WORK REQUEST: Please repeat the records exactly from their first line, finishing at the line containing "One marker per instance, written like [(114, 192)]." and including it.

┄┄┄┄┄┄┄┄┄┄

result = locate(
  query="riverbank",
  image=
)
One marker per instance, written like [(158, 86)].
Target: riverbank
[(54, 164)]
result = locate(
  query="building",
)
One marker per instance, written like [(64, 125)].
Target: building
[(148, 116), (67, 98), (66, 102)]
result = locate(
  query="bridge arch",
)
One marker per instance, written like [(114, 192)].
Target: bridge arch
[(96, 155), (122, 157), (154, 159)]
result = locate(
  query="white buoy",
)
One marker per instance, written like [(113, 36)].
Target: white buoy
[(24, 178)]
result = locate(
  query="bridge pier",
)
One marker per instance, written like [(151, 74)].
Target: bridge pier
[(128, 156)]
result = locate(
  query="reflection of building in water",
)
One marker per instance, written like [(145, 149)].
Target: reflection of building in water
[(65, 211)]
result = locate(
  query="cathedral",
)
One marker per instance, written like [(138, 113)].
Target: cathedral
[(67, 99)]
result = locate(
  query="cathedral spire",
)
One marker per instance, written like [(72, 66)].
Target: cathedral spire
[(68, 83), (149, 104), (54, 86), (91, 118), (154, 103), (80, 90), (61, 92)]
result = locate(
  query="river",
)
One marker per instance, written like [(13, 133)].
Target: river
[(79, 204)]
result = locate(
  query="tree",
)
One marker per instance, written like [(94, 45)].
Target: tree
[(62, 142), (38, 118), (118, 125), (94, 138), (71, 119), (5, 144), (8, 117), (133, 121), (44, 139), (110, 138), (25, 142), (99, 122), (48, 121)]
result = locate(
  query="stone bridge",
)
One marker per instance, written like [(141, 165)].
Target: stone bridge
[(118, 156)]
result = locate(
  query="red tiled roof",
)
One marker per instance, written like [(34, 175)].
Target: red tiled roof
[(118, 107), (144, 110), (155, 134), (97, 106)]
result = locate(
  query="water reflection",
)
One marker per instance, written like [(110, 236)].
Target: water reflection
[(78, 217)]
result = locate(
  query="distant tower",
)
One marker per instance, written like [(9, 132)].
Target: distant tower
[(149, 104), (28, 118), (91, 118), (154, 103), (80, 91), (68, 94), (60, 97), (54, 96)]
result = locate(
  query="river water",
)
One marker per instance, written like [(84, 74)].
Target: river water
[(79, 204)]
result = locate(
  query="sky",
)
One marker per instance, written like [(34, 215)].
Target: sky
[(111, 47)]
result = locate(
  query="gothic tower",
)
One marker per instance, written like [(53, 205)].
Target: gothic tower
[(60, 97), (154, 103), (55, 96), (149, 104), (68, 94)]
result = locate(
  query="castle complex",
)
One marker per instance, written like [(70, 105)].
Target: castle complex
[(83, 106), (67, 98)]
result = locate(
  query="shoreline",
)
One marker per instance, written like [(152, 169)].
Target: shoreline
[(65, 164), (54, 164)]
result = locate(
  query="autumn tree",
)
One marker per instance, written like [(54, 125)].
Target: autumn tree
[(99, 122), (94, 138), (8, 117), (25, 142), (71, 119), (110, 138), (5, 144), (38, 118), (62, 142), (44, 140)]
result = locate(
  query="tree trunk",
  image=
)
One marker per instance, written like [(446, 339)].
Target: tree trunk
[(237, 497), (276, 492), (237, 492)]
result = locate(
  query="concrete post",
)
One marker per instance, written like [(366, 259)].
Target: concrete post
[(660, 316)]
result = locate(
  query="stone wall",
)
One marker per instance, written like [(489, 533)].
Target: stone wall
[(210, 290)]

┄┄┄┄┄┄┄┄┄┄

EXERCISE ANSWER:
result = locate(
  query="riverbank",
  image=
)
One marker per instance, written like [(158, 86)].
Target: riverbank
[(54, 164)]
result = locate(
  query="building",
)
One marker per instance, written like [(64, 125)].
Target: building
[(148, 116), (67, 98), (66, 102)]
result = locate(
  query="bridge arch",
)
One marker per instance, written like [(114, 192)].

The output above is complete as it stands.